Data for analysis:
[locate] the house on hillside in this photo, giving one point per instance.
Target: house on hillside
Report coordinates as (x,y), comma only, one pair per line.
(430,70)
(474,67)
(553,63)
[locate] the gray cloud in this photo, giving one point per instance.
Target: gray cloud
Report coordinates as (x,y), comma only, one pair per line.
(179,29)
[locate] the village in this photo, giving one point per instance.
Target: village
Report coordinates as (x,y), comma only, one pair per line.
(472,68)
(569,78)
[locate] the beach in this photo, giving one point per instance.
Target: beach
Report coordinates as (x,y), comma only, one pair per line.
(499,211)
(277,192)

Work order: Copy out each line of the records where the string "gray" appears.

Response to the task:
[locate] the gray cloud in this photo, giving one point per instance.
Target: gray cloud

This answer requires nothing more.